GIVEN PROBLEM
Count how many of the lines below contain the word "navy", and reply with that number alone.

SUPPLIED RECORDS

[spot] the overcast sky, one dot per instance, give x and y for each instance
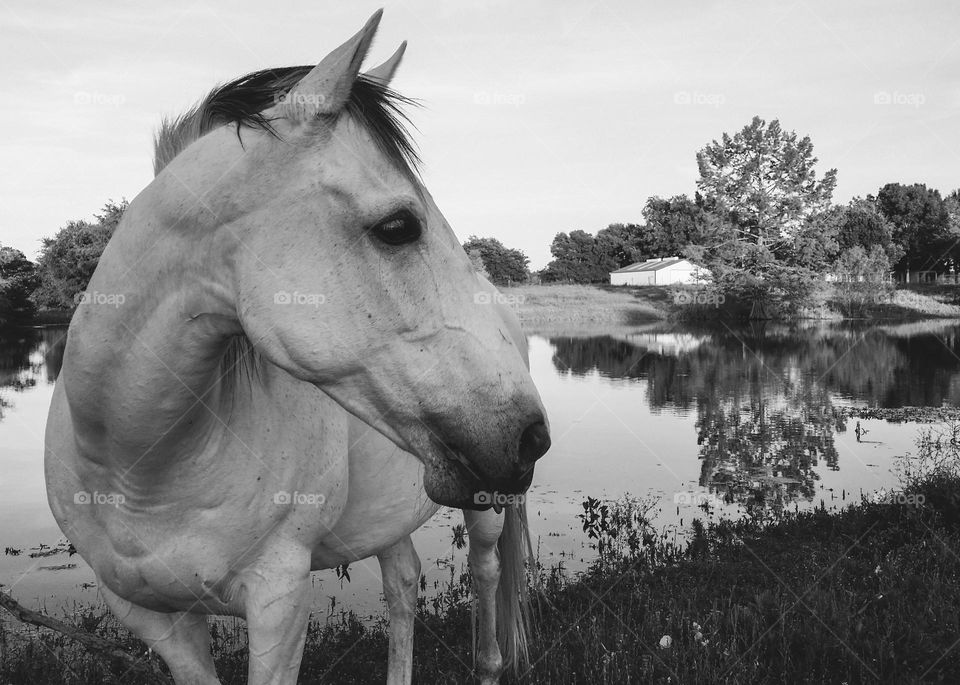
(538, 117)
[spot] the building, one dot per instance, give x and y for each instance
(658, 271)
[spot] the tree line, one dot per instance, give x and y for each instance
(760, 221)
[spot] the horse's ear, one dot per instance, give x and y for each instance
(326, 89)
(384, 73)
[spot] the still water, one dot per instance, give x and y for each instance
(702, 420)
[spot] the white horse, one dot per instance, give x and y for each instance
(283, 286)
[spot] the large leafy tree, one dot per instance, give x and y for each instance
(503, 265)
(67, 261)
(768, 237)
(18, 279)
(921, 224)
(766, 178)
(578, 258)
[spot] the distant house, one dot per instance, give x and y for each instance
(658, 271)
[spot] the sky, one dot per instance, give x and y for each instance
(537, 117)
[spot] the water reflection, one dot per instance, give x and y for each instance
(766, 396)
(28, 356)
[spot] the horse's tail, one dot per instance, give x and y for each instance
(513, 597)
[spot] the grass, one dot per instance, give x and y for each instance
(544, 306)
(867, 595)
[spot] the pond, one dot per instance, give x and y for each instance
(704, 421)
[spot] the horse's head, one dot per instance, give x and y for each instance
(346, 274)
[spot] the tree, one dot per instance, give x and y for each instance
(503, 264)
(622, 244)
(765, 178)
(67, 261)
(18, 279)
(862, 274)
(767, 236)
(577, 257)
(921, 224)
(673, 225)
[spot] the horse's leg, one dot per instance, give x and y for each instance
(484, 528)
(277, 602)
(181, 639)
(400, 568)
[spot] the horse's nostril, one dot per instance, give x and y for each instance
(534, 442)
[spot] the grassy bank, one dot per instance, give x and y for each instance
(545, 305)
(542, 306)
(871, 594)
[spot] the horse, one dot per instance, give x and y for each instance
(285, 361)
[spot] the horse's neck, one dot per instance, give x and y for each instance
(140, 365)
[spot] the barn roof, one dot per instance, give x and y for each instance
(651, 265)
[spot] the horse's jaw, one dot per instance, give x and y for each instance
(450, 480)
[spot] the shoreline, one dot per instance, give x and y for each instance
(790, 592)
(558, 305)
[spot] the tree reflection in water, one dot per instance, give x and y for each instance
(765, 394)
(27, 354)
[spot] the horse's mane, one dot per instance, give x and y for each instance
(374, 106)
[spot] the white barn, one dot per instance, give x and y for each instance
(658, 271)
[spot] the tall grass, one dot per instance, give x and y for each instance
(867, 595)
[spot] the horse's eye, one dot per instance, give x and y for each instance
(398, 229)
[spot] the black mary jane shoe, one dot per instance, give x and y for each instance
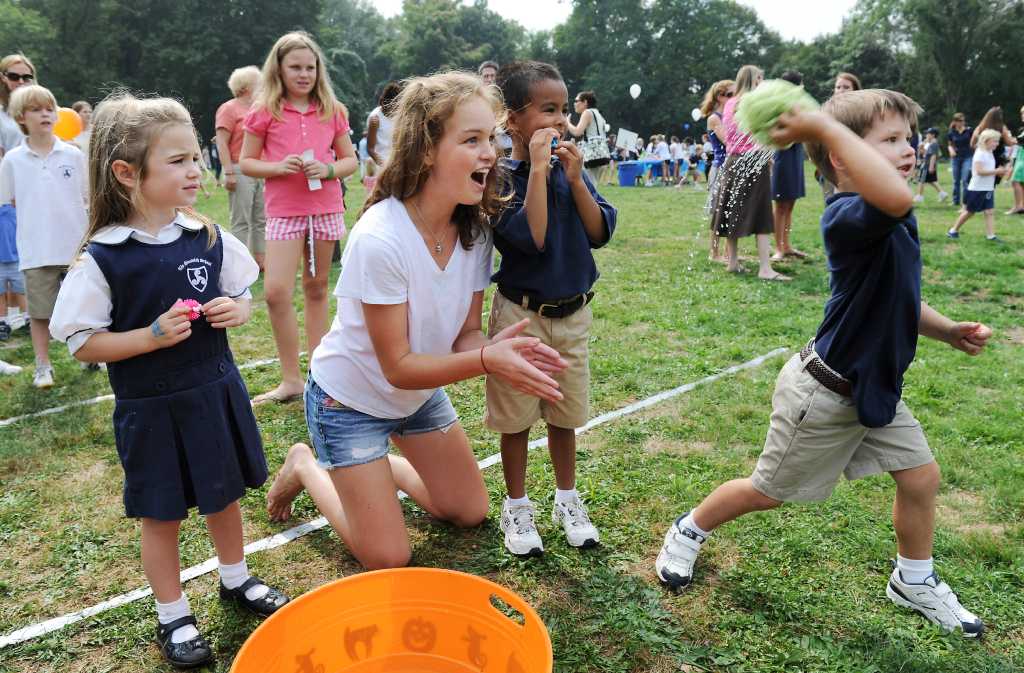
(267, 604)
(189, 654)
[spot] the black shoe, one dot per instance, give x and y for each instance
(182, 655)
(265, 605)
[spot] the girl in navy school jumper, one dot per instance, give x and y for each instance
(183, 424)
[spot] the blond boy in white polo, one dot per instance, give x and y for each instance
(46, 179)
(837, 409)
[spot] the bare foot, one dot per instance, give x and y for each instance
(286, 485)
(284, 393)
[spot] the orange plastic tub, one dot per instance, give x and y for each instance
(411, 620)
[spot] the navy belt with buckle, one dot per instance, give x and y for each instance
(547, 307)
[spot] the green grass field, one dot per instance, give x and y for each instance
(801, 588)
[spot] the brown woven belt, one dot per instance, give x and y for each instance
(822, 374)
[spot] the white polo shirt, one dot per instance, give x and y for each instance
(50, 195)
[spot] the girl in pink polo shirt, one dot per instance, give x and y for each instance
(296, 136)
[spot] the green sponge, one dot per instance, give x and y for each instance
(759, 110)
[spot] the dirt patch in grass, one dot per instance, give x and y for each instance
(961, 510)
(659, 445)
(1015, 335)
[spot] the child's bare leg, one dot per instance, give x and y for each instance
(913, 510)
(41, 340)
(514, 463)
(732, 254)
(990, 223)
(729, 501)
(225, 531)
(561, 447)
(283, 258)
(314, 291)
(160, 558)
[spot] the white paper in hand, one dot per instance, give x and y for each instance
(313, 182)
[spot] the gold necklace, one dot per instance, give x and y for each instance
(438, 247)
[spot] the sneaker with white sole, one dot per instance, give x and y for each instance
(43, 377)
(517, 523)
(936, 601)
(679, 555)
(580, 532)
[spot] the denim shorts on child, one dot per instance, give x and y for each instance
(343, 436)
(11, 279)
(328, 226)
(814, 437)
(979, 202)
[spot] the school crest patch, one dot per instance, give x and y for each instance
(198, 278)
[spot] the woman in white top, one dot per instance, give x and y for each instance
(380, 126)
(592, 127)
(410, 299)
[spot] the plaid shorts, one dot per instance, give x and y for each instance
(328, 226)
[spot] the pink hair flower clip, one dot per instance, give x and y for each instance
(195, 308)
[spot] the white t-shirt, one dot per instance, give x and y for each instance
(982, 159)
(50, 194)
(384, 129)
(386, 261)
(84, 304)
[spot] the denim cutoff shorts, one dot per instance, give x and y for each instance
(343, 436)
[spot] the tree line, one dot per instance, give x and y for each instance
(958, 55)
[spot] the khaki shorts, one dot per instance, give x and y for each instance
(41, 287)
(815, 436)
(248, 217)
(509, 411)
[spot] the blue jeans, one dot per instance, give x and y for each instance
(962, 175)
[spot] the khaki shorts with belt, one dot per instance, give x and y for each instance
(510, 411)
(248, 217)
(814, 436)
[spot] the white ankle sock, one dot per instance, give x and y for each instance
(914, 571)
(688, 522)
(167, 613)
(565, 496)
(235, 575)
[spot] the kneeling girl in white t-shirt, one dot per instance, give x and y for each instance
(410, 303)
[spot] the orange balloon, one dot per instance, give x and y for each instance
(69, 124)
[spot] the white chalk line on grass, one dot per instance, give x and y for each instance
(280, 539)
(109, 397)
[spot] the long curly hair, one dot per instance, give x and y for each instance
(420, 113)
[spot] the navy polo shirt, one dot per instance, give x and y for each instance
(565, 267)
(869, 331)
(962, 141)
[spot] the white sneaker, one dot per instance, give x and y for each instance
(43, 377)
(935, 600)
(517, 523)
(576, 521)
(675, 562)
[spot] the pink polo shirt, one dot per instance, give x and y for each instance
(736, 142)
(289, 196)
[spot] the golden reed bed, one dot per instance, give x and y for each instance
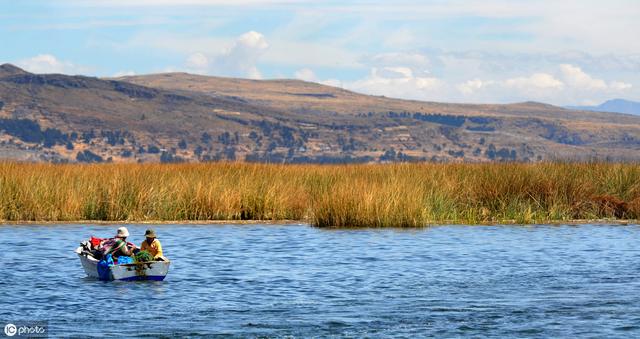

WRITTEN SOLUTION
3